Texto base:
________________________________________

Después de haber estudiado Antropología en Francia, donde vivió en el exilio junto a su exmarido, el fotógrafo Rolando Paiva, regresó al país y fue designada directora nacional de Artes Visuales durante la gestión del expresidente Raúl Alfonsín. Fue en esa época cuando comenzó en la función pública. Recordaba: “Antes de ser nombrada, estaba embarazada y al principio lo oculté por temor a ser rechazada. Pero después, en una cena junto a Alfonsín y al exSecretario de Cultura, Carlos Gorostiza, me acuerdo de que Gorostiza dijo en chiste que si hubiera sabido de mi embarazo no me convocaba. Pero Alfonsín saltó de inmediato y dijo ”trabaja muy bien, fue perfecto nombrarla, brindemos por el bebé”.

________________________________________

Los datos:
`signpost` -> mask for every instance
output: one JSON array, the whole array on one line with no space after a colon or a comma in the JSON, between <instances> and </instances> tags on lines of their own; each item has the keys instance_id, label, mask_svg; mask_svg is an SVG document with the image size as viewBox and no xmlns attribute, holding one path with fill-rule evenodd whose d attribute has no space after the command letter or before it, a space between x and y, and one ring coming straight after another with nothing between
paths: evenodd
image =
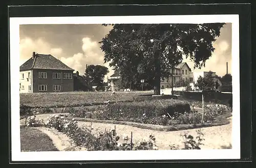
<instances>
[{"instance_id":1,"label":"signpost","mask_svg":"<svg viewBox=\"0 0 256 168\"><path fill-rule=\"evenodd\" d=\"M143 90L143 83L144 82L144 79L142 79L140 80L140 83L141 83L141 91Z\"/></svg>"}]
</instances>

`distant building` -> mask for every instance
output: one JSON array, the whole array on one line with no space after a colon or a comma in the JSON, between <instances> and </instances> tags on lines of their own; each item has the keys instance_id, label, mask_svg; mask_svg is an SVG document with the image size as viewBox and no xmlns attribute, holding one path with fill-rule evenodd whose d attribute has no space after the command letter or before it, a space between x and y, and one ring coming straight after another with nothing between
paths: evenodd
<instances>
[{"instance_id":1,"label":"distant building","mask_svg":"<svg viewBox=\"0 0 256 168\"><path fill-rule=\"evenodd\" d=\"M112 91L117 91L119 89L119 87L117 85L117 82L118 82L120 78L120 71L119 70L116 70L115 73L110 76L110 78L108 79L108 85L110 86L110 90Z\"/></svg>"},{"instance_id":2,"label":"distant building","mask_svg":"<svg viewBox=\"0 0 256 168\"><path fill-rule=\"evenodd\" d=\"M51 55L36 54L19 67L20 93L74 90L71 68Z\"/></svg>"},{"instance_id":3,"label":"distant building","mask_svg":"<svg viewBox=\"0 0 256 168\"><path fill-rule=\"evenodd\" d=\"M169 68L170 73L172 73L172 69ZM180 81L181 79L188 80L190 83L194 82L193 73L191 68L186 62L182 62L173 69L173 84L177 81ZM168 78L161 80L161 88L172 87L172 75Z\"/></svg>"},{"instance_id":4,"label":"distant building","mask_svg":"<svg viewBox=\"0 0 256 168\"><path fill-rule=\"evenodd\" d=\"M172 73L172 69L168 69L170 73ZM173 83L176 82L183 79L184 80L188 80L190 83L194 82L193 73L191 71L190 68L188 66L186 62L182 62L178 66L175 67L173 69ZM110 76L110 78L108 79L109 86L111 86L112 90L118 90L118 86L117 83L120 79L120 72L116 70L115 73ZM161 88L170 88L172 87L172 76L168 78L165 78L161 79L160 87Z\"/></svg>"}]
</instances>

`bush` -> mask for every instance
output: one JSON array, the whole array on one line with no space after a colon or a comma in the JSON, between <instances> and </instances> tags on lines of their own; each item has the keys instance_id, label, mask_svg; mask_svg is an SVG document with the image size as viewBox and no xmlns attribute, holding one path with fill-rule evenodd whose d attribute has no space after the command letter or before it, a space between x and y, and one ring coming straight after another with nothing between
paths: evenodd
<instances>
[{"instance_id":1,"label":"bush","mask_svg":"<svg viewBox=\"0 0 256 168\"><path fill-rule=\"evenodd\" d=\"M30 116L25 121L26 127L37 127L44 125L44 121L40 119L36 119L35 115Z\"/></svg>"},{"instance_id":2,"label":"bush","mask_svg":"<svg viewBox=\"0 0 256 168\"><path fill-rule=\"evenodd\" d=\"M185 133L181 136L183 138L183 148L180 148L175 145L170 145L171 150L200 150L200 146L204 145L202 141L205 139L203 138L204 134L200 130L197 130L197 136L195 139L194 136Z\"/></svg>"},{"instance_id":3,"label":"bush","mask_svg":"<svg viewBox=\"0 0 256 168\"><path fill-rule=\"evenodd\" d=\"M79 128L77 122L68 121L58 115L52 115L45 124L48 127L53 127L60 132L62 132L72 139L78 146L83 146L88 151L112 151L112 150L157 150L155 145L155 138L150 136L150 140L143 141L137 146L126 142L117 143L119 139L115 130L111 131L100 132L98 137L92 135L91 126L87 128ZM128 140L127 137L126 140Z\"/></svg>"},{"instance_id":4,"label":"bush","mask_svg":"<svg viewBox=\"0 0 256 168\"><path fill-rule=\"evenodd\" d=\"M31 107L29 106L21 104L19 106L19 115L32 115Z\"/></svg>"},{"instance_id":5,"label":"bush","mask_svg":"<svg viewBox=\"0 0 256 168\"><path fill-rule=\"evenodd\" d=\"M162 106L162 104L164 107ZM70 113L74 116L104 120L133 122L140 123L166 125L170 116L175 113L184 114L190 112L187 102L175 100L164 100L108 104L105 108L84 108L81 110L71 109Z\"/></svg>"}]
</instances>

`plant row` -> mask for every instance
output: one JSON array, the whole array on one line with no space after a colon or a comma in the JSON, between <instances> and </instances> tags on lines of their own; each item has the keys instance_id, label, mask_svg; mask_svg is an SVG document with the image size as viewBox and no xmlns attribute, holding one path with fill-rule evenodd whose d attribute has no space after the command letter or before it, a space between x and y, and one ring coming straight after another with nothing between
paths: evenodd
<instances>
[{"instance_id":1,"label":"plant row","mask_svg":"<svg viewBox=\"0 0 256 168\"><path fill-rule=\"evenodd\" d=\"M124 141L119 143L119 136L117 136L116 129L99 132L97 136L92 134L92 128L80 128L77 122L65 119L64 117L58 115L51 115L48 121L36 119L35 116L28 117L25 123L27 127L36 127L45 126L54 128L58 131L66 134L71 138L77 146L84 147L88 151L112 151L112 150L158 150L156 145L156 138L150 135L147 140L143 140L138 143L133 142L128 136L124 136ZM200 146L203 145L202 141L203 134L201 131L197 131L196 138L190 135L181 135L184 138L184 147L176 145L170 145L170 149L201 149ZM132 137L131 137L131 138Z\"/></svg>"}]
</instances>

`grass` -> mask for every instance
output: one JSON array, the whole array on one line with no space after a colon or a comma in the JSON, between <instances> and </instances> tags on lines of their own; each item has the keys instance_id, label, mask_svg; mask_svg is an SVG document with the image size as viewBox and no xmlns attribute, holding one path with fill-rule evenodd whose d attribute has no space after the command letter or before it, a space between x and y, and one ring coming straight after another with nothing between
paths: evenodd
<instances>
[{"instance_id":1,"label":"grass","mask_svg":"<svg viewBox=\"0 0 256 168\"><path fill-rule=\"evenodd\" d=\"M20 104L34 108L76 107L98 105L109 101L111 103L133 101L133 97L147 94L148 92L72 92L59 93L20 93Z\"/></svg>"},{"instance_id":2,"label":"grass","mask_svg":"<svg viewBox=\"0 0 256 168\"><path fill-rule=\"evenodd\" d=\"M58 151L52 139L45 133L31 128L20 128L22 152Z\"/></svg>"}]
</instances>

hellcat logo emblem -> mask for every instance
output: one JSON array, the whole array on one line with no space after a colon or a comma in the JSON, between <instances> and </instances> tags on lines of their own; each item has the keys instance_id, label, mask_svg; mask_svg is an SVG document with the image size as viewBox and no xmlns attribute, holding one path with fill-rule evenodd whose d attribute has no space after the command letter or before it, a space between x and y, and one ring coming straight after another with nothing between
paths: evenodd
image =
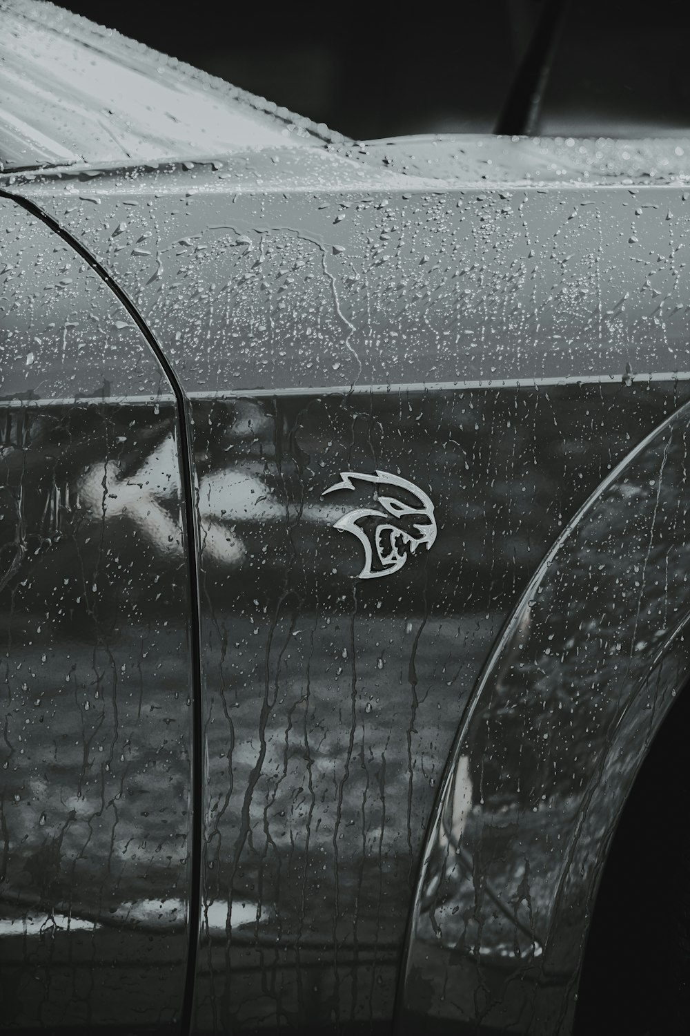
<instances>
[{"instance_id":1,"label":"hellcat logo emblem","mask_svg":"<svg viewBox=\"0 0 690 1036\"><path fill-rule=\"evenodd\" d=\"M334 527L352 533L364 547L360 579L390 576L402 568L420 544L428 550L436 540L433 505L413 482L389 471L373 474L341 471L340 482L326 489L322 496L339 489L357 489L359 483L373 485L378 507L351 511L338 518ZM394 491L396 494L392 495Z\"/></svg>"}]
</instances>

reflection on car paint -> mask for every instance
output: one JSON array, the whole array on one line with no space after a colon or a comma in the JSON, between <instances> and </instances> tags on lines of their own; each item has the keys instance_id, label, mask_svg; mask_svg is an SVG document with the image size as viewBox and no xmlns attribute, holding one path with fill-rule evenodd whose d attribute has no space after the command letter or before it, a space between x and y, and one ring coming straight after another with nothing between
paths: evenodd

________________________________________

La tarea:
Por favor, resume el texto en dos oraciones. No hace falta consultar el material.

Respuesta del ejercicio:
Tras estudiar Antropología en Francia, donde vivió exiliada junto a su exmarido, el fotógrafo Rolando Paiva, regresó al país y fue designada directora nacional de Artes Visuales durante la gestión de Raúl Alfonsín, época en que comenzó en la función pública. Según recordaba, al principio ocultó su embarazo por temor a ser rechazada, y cuando en una cena Carlos Gorostiza dijo en chiste que no la habría convocado de haberlo sabido, Alfonsín respondió que trabajaba muy bien, que fue perfecto nombrarla y propuso brindar por el bebé.